Work through the records that follow and return each line containing the word "brown".
═══ RECORDED INFORMATION ═══
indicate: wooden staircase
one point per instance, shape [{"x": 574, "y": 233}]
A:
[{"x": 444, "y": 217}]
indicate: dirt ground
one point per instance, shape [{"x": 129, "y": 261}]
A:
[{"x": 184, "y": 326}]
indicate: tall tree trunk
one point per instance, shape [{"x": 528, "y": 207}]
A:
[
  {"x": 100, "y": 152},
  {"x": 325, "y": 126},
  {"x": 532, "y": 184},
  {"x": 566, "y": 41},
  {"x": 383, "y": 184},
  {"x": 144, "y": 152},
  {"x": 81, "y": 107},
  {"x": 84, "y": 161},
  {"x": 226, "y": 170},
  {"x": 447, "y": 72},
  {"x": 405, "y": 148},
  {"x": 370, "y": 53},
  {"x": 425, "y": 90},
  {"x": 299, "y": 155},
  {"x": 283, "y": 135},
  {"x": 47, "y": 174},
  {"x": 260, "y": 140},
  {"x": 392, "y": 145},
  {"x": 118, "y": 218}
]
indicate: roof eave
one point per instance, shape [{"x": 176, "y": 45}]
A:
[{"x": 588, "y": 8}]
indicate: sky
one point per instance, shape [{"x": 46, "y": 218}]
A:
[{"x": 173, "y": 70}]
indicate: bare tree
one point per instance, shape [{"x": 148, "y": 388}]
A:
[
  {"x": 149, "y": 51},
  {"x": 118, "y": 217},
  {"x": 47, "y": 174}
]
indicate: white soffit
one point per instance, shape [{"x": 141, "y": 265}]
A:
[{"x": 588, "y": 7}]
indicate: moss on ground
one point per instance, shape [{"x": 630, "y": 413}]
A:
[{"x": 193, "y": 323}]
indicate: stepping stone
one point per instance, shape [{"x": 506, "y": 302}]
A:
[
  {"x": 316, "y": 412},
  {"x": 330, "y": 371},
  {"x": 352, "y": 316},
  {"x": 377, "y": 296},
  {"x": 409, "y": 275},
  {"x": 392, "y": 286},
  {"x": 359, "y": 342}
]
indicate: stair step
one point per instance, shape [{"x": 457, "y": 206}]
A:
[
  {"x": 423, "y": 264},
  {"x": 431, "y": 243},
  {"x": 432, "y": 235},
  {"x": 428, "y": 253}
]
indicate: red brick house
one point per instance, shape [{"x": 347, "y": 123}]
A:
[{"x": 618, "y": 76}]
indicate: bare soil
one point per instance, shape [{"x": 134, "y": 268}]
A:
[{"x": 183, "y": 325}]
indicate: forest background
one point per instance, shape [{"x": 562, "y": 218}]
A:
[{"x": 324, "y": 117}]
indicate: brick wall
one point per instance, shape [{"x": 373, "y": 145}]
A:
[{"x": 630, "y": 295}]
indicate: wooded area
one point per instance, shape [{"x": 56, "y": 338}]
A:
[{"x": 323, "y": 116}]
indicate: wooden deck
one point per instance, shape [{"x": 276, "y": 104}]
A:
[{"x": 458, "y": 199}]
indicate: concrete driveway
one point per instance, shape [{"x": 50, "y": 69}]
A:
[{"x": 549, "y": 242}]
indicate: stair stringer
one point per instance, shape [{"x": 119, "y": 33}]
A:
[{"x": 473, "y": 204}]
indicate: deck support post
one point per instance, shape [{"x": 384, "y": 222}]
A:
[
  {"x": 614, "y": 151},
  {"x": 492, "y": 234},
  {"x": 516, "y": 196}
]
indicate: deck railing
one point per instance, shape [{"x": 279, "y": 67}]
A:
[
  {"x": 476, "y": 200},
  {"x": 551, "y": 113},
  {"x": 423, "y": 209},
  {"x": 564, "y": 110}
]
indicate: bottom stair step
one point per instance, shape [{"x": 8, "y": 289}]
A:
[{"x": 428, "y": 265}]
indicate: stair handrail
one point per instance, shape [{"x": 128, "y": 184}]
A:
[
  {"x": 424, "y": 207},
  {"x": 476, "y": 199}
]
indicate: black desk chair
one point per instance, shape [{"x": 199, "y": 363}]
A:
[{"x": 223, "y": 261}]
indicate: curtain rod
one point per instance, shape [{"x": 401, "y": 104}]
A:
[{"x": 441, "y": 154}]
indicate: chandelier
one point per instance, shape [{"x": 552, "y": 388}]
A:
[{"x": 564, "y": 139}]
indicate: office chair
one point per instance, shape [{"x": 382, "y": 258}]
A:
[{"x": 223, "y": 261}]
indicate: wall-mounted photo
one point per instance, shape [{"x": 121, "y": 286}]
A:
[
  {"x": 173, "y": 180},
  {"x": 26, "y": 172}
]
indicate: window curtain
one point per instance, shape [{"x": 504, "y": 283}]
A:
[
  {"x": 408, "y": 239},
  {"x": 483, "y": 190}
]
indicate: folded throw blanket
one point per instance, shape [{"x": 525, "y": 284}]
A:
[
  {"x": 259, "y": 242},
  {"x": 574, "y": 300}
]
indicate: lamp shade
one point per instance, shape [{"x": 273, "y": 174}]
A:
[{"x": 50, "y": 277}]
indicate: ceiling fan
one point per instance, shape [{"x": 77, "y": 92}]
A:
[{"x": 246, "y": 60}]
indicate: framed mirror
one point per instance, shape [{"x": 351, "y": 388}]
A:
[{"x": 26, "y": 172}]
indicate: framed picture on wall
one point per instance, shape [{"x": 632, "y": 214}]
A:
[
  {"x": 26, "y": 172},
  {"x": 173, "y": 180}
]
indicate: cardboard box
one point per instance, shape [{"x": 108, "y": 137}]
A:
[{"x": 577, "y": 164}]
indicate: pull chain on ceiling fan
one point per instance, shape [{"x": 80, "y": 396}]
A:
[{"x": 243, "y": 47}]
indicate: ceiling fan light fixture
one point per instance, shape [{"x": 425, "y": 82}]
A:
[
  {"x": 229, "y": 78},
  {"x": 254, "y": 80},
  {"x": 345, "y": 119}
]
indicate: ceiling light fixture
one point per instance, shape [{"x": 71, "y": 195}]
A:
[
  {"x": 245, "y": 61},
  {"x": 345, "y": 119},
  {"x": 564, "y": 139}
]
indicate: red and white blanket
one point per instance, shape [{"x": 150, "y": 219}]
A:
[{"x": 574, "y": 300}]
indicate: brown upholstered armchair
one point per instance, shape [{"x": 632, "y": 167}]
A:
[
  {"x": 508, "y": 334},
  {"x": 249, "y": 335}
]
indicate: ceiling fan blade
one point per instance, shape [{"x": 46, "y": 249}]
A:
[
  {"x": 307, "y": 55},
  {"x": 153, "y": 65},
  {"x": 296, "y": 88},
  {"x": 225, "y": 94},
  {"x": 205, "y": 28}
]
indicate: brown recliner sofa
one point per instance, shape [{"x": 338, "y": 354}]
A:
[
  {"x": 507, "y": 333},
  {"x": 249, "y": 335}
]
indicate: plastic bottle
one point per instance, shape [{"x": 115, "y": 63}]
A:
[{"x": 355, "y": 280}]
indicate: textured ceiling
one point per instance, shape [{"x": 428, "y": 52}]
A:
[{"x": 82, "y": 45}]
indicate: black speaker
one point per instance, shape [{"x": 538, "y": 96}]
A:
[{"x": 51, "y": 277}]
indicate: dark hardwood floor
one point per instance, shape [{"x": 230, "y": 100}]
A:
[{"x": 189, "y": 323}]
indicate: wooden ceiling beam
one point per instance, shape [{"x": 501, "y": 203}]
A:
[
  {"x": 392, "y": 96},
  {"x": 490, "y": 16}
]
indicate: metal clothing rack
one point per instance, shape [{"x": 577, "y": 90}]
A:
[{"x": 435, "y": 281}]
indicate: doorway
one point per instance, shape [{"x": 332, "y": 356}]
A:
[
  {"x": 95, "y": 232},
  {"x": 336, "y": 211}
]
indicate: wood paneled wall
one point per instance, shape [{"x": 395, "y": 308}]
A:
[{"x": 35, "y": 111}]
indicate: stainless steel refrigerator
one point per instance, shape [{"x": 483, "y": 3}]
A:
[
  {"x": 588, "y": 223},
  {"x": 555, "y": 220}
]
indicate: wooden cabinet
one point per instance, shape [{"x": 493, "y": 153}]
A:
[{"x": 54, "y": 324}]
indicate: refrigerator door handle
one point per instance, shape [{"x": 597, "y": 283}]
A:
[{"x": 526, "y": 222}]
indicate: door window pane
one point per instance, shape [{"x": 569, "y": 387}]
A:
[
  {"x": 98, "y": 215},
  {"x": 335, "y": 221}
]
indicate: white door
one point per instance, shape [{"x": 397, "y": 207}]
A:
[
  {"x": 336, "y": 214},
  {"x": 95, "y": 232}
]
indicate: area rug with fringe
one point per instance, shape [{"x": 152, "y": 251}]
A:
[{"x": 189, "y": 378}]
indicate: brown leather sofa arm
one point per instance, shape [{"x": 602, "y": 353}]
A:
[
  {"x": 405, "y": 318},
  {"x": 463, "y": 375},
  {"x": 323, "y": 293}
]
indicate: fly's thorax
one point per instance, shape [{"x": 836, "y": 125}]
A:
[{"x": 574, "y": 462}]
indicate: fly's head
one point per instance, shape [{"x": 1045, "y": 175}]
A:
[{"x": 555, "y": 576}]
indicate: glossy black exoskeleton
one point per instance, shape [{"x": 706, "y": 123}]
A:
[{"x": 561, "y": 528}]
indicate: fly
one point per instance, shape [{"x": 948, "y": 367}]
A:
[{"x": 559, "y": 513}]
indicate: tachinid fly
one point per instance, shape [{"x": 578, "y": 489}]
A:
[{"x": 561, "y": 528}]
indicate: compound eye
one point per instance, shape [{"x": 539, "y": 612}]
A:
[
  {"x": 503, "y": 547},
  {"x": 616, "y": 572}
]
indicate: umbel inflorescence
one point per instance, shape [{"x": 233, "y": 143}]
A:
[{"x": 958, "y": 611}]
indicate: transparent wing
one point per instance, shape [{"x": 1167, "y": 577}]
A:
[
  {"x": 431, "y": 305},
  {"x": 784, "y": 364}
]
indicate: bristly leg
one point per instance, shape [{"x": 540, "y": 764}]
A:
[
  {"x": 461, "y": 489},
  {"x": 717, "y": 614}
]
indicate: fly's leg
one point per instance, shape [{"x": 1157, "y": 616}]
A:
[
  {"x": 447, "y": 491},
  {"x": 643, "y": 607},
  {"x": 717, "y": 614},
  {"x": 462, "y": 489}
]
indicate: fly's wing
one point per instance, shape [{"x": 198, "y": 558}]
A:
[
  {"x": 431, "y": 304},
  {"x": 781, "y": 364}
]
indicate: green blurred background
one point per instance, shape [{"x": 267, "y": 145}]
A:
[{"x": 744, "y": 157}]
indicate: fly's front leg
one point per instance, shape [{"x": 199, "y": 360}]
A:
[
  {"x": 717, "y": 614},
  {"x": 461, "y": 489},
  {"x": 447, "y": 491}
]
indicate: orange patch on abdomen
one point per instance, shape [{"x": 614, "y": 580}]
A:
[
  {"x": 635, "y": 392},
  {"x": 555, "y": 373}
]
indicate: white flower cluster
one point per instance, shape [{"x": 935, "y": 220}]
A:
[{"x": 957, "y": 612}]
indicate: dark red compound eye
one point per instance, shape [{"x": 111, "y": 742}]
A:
═══
**SOLUTION TO THIS EXERCISE:**
indicate: brown upholstered armchair
indicate: brown recliner sofa
indicate: brown leather sofa arm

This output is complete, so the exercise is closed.